### Stated exercise:
Reproduce without any changes the stretch of the entries from the line containing "provide the segmentation of seated" through the final line of the entries, including both of those lines.

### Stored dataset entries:
____
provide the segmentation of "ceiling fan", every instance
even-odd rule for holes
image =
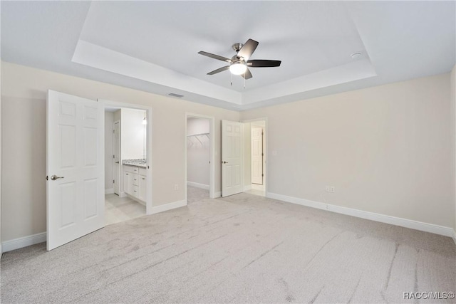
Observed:
[[[255,41],[252,39],[247,40],[245,44],[233,44],[233,49],[236,51],[237,54],[231,59],[219,56],[218,55],[212,54],[210,53],[204,52],[202,51],[198,52],[198,53],[229,63],[229,65],[226,65],[223,68],[217,68],[212,72],[209,72],[207,75],[214,75],[217,73],[223,72],[224,70],[229,70],[232,74],[240,75],[244,77],[244,79],[250,79],[252,76],[249,68],[274,68],[276,66],[280,66],[280,63],[281,63],[281,61],[269,61],[264,59],[249,60],[252,54],[255,51],[258,44],[258,41]]]

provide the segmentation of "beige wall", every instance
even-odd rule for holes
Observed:
[[[268,118],[269,192],[452,227],[450,90],[444,74],[241,119]]]
[[[46,98],[48,89],[95,100],[152,108],[153,205],[185,199],[185,112],[238,121],[239,113],[3,62],[1,241],[46,231]],[[215,191],[220,191],[220,138],[215,138]],[[179,189],[174,190],[177,184]]]
[[[453,156],[453,190],[455,191],[455,206],[454,206],[454,214],[455,222],[453,223],[453,229],[455,229],[455,237],[456,238],[456,65],[453,67],[450,74],[450,100],[452,110],[452,156]],[[456,241],[456,239],[455,240]]]

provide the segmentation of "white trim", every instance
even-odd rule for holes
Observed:
[[[381,223],[390,224],[391,225],[400,226],[402,227],[410,228],[411,229],[420,230],[421,231],[430,232],[431,234],[440,234],[442,236],[454,237],[454,230],[450,227],[435,225],[432,224],[423,223],[411,219],[403,219],[400,217],[391,216],[389,215],[380,214],[373,212],[365,211],[363,210],[354,209],[351,208],[342,207],[340,206],[331,205],[319,201],[311,201],[309,199],[299,199],[297,197],[287,196],[286,195],[277,194],[269,192],[266,197],[274,199],[279,199],[289,203],[316,208],[318,209],[327,210],[331,212],[346,214],[351,216],[369,219],[370,221],[380,221]]]
[[[208,184],[200,184],[197,182],[189,182],[189,181],[187,181],[187,185],[195,187],[197,188],[204,189],[205,190],[209,190],[209,187]]]
[[[41,234],[14,239],[14,240],[5,241],[4,242],[1,242],[1,248],[3,249],[3,252],[11,251],[28,246],[35,245],[36,243],[45,242],[46,238],[46,232],[41,232]]]
[[[265,191],[264,184],[252,184],[252,189],[253,189],[254,190]]]
[[[155,214],[160,212],[163,212],[163,211],[166,211],[171,209],[175,209],[176,208],[184,207],[185,206],[187,206],[187,201],[185,199],[182,201],[178,201],[172,203],[165,204],[163,205],[155,206],[154,207],[152,207],[152,210],[151,210],[152,212],[150,212],[148,214]]]
[[[105,189],[105,194],[112,194],[113,193],[114,193],[114,188]]]

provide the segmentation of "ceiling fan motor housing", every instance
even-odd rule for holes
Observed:
[[[236,53],[239,52],[244,46],[244,44],[241,43],[234,43],[232,46],[233,50],[236,51]]]

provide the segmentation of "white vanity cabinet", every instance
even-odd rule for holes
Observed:
[[[146,169],[138,166],[123,165],[123,191],[130,196],[145,201]]]

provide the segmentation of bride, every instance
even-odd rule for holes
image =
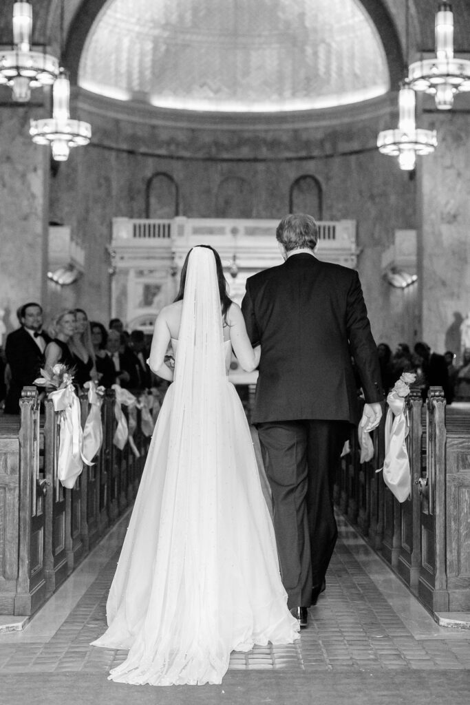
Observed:
[[[128,649],[111,680],[152,685],[220,683],[230,651],[292,643],[274,532],[245,413],[227,379],[232,348],[254,369],[240,307],[218,253],[190,250],[175,302],[156,324],[149,364],[174,382],[154,431],[93,644]]]

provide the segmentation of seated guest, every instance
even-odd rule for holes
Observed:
____
### Full output:
provide the segmentation of seated guest, every instance
even-odd rule for holes
Observed:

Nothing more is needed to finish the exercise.